"Разболелась сегодня. К вечеру заварила какое-то удивительное шведское какао на сливках, но вдруг уснула, провалившись в температурный сон. Какао остыло, и сверху его затянуло плотной холодной пенкой. Проснувшись, я пошла к раковине, чтобы выбросить ее с ложки, и вдруг подумала: «А как хорошо, что можно выбросить пенку».
Нет, правда.
Не нужно никаких ухищрений.
Не нужно сгонять ее к краю чашки.
Не нужно выдувать в ней прогалины.
Не нужно никому объяснять, как отвратительна эта пенка, как невыносим один ее вид.
И не нужно доказывать, что ты умрешь, натурально умрешь, если заставить тебя ее съесть.
Перед глазами поплыли все эти каши с молоком — гречневая, рисовая, жидкая овсянка, и наконец венец пыточной гастрономии — молочная лапша.
— Опять ты вылавливаешь!
— Что ты там выковыриваешь!
— Это то же самое молоко, просто оно свернулось!
Молочная пенка моего детства — как пятно из рассказа Стивена Кинга: самозародилось и плывёт, чтобы выесть тебе всю душу.
Но ладно пенка. Злокачественное образование. С ним все понятно.
А люди? Все эти удивительные взрослые люди. Зачем, почему им было так важно, чтобы ты сожрал эти манные комки, эту жуткую пенку, этот вареный прозрачный лук? Почему право на отвращение приходилось брать с боем?

● Задания к тексту:
**a)** Извлеките из отрывка о молочной пенке дословный фрагмент, который начинается словами «Перед глазами поплыли» и продолжается вплоть до слов «тебе всю душу.».
**b)** Перечислите всё, что взрослые, согласно последнему абзацу отрывка о молочной пенке, так хотели заставить ребенка съесть.
**c)** Продолжите отрывок о молочной пенке, начав сразу после его последней фразы.

[Пункты набора данных]
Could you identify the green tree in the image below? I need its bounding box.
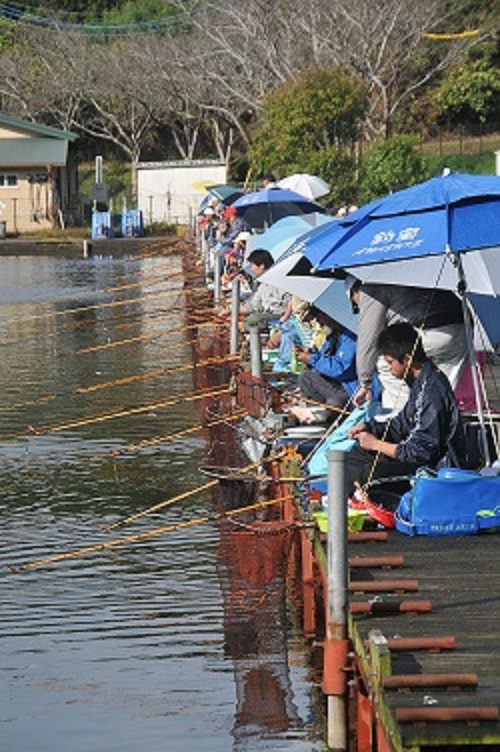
[433,43,500,123]
[249,67,366,200]
[361,135,426,200]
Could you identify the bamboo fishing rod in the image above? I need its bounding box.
[0,387,232,441]
[8,495,293,573]
[75,318,225,355]
[123,410,248,457]
[0,289,210,347]
[75,356,240,394]
[0,337,219,414]
[0,338,201,414]
[2,290,178,325]
[104,455,281,532]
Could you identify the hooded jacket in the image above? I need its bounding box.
[370,360,465,467]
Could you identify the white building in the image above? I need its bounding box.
[137,160,227,225]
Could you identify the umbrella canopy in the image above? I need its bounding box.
[307,173,500,295]
[277,172,330,201]
[260,253,357,332]
[207,185,245,206]
[246,212,333,261]
[233,188,325,227]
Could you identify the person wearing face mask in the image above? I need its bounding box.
[296,306,359,408]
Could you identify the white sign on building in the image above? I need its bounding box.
[137,160,227,225]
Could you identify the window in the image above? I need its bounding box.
[0,174,17,188]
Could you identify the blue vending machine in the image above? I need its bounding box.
[122,209,144,238]
[92,211,114,240]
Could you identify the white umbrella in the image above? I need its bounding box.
[259,253,357,332]
[277,172,330,200]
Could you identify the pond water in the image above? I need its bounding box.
[0,251,323,752]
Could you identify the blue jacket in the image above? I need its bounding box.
[370,360,465,467]
[308,329,359,394]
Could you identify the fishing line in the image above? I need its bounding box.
[75,318,224,355]
[76,356,240,394]
[0,387,232,441]
[8,495,293,573]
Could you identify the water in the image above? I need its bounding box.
[0,257,322,752]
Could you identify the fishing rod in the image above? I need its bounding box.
[0,387,232,441]
[7,495,293,573]
[104,454,282,532]
[75,356,240,394]
[75,317,224,355]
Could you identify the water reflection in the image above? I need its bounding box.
[0,257,317,752]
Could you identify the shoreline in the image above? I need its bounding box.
[0,235,179,258]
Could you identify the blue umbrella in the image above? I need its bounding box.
[305,173,500,296]
[247,212,334,261]
[302,171,500,458]
[232,188,325,227]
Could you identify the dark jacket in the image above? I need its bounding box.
[308,329,359,394]
[370,360,465,467]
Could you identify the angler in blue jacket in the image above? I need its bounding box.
[296,306,359,408]
[346,323,466,493]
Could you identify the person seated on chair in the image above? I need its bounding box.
[346,323,465,495]
[296,306,359,408]
[240,248,292,328]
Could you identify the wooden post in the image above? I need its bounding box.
[323,451,349,752]
[214,251,221,303]
[229,277,240,355]
[249,326,262,379]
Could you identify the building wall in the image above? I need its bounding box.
[0,113,76,234]
[137,160,227,224]
[0,165,54,233]
[0,125,30,138]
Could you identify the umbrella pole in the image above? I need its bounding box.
[457,254,491,465]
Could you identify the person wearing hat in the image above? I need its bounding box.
[296,306,359,408]
[223,230,252,284]
[345,275,467,409]
[345,322,466,495]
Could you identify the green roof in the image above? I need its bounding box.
[0,112,78,141]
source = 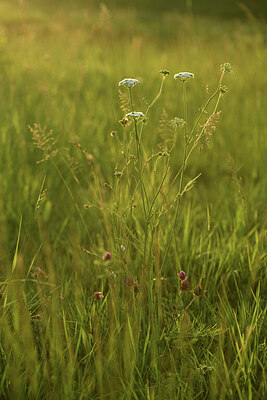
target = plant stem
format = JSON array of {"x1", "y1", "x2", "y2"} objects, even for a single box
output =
[{"x1": 161, "y1": 82, "x2": 189, "y2": 270}]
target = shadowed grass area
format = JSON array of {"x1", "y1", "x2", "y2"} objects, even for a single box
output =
[{"x1": 0, "y1": 2, "x2": 267, "y2": 400}]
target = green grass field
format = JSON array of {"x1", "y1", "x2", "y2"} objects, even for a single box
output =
[{"x1": 0, "y1": 1, "x2": 267, "y2": 400}]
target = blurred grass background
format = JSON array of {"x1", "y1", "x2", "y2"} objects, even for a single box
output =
[{"x1": 0, "y1": 0, "x2": 267, "y2": 399}]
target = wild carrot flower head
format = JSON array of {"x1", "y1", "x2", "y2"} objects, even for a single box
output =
[
  {"x1": 119, "y1": 78, "x2": 139, "y2": 88},
  {"x1": 33, "y1": 268, "x2": 46, "y2": 280},
  {"x1": 159, "y1": 69, "x2": 170, "y2": 76},
  {"x1": 174, "y1": 72, "x2": 195, "y2": 82},
  {"x1": 193, "y1": 285, "x2": 203, "y2": 297},
  {"x1": 102, "y1": 251, "x2": 112, "y2": 261},
  {"x1": 171, "y1": 117, "x2": 186, "y2": 128},
  {"x1": 124, "y1": 111, "x2": 145, "y2": 120},
  {"x1": 125, "y1": 276, "x2": 139, "y2": 293},
  {"x1": 177, "y1": 271, "x2": 187, "y2": 280},
  {"x1": 94, "y1": 292, "x2": 104, "y2": 300},
  {"x1": 181, "y1": 277, "x2": 189, "y2": 290},
  {"x1": 221, "y1": 63, "x2": 233, "y2": 72}
]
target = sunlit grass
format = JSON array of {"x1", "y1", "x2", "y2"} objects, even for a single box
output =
[{"x1": 0, "y1": 2, "x2": 267, "y2": 400}]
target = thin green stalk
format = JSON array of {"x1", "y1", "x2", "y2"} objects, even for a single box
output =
[
  {"x1": 161, "y1": 82, "x2": 189, "y2": 269},
  {"x1": 129, "y1": 88, "x2": 146, "y2": 219}
]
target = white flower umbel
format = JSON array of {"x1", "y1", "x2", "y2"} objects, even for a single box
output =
[
  {"x1": 125, "y1": 111, "x2": 145, "y2": 119},
  {"x1": 119, "y1": 78, "x2": 139, "y2": 88},
  {"x1": 174, "y1": 72, "x2": 195, "y2": 82}
]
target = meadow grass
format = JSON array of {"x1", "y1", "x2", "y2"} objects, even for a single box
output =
[{"x1": 0, "y1": 2, "x2": 267, "y2": 400}]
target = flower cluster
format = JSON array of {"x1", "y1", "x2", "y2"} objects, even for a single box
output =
[
  {"x1": 102, "y1": 251, "x2": 112, "y2": 261},
  {"x1": 94, "y1": 292, "x2": 104, "y2": 300},
  {"x1": 193, "y1": 285, "x2": 204, "y2": 297},
  {"x1": 174, "y1": 72, "x2": 195, "y2": 82},
  {"x1": 221, "y1": 63, "x2": 233, "y2": 72},
  {"x1": 159, "y1": 69, "x2": 170, "y2": 76},
  {"x1": 171, "y1": 117, "x2": 186, "y2": 128},
  {"x1": 119, "y1": 78, "x2": 139, "y2": 88},
  {"x1": 124, "y1": 111, "x2": 145, "y2": 119}
]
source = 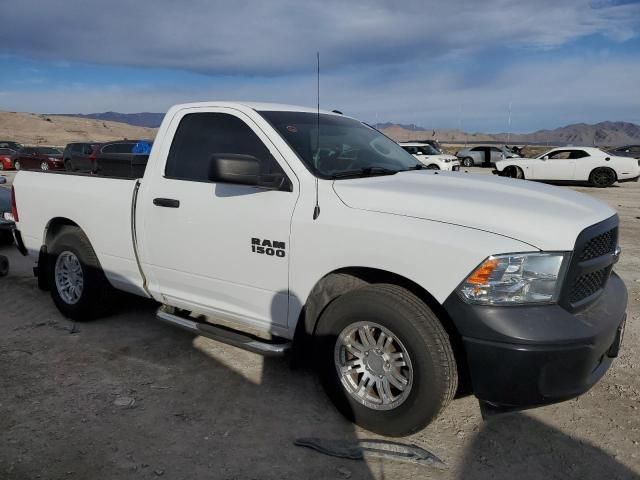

● Ответы по пунктам:
**a)**
Перед глазами поплыли все эти каши с молоком — гречневая, рисовая, жидкая овсянка, и наконец венец пыточной гастрономии — молочная лапша.
— Опять ты вылавливаешь!
— Что ты там выковыриваешь!
— Это то же самое молоко, просто оно свернулось!
Молочная пенка моего детства — как пятно из рассказа Стивена Кинга: самозародилось и плывёт, чтобы выесть тебе всю душу.

**b)** Манные комки, жуткую пенку, вареный прозрачный лук.

**c)**
Не могу себе вообразить, чтобы мне зачем-нибудь пришлось заставлять другого человека поедать разваренную морковь. Или вареную, пупырчатую кожу курицы. Или вот ещё развлечение — молоко с барсучьим жиром для больного горла. Мне было пять лет, я читала детскую библию и думала — зачем, ну зачем Ной взял с собой барсуков?
Впрочем, у меня ведь нет детей. Может быть, вместе с ними появляется и непреодолимое желание насаждать вареный лук.
Как бы там ни было. У взрослой жизни много минусов. Иногда даже кажется, что совсем нет плюсов. А, между тем, вот же он — хотя бы один, очевидный: можно просто взять и выбросить пенку от молока."
Ольга Бешлей
P.S. Я очень часто думаю похожим образом.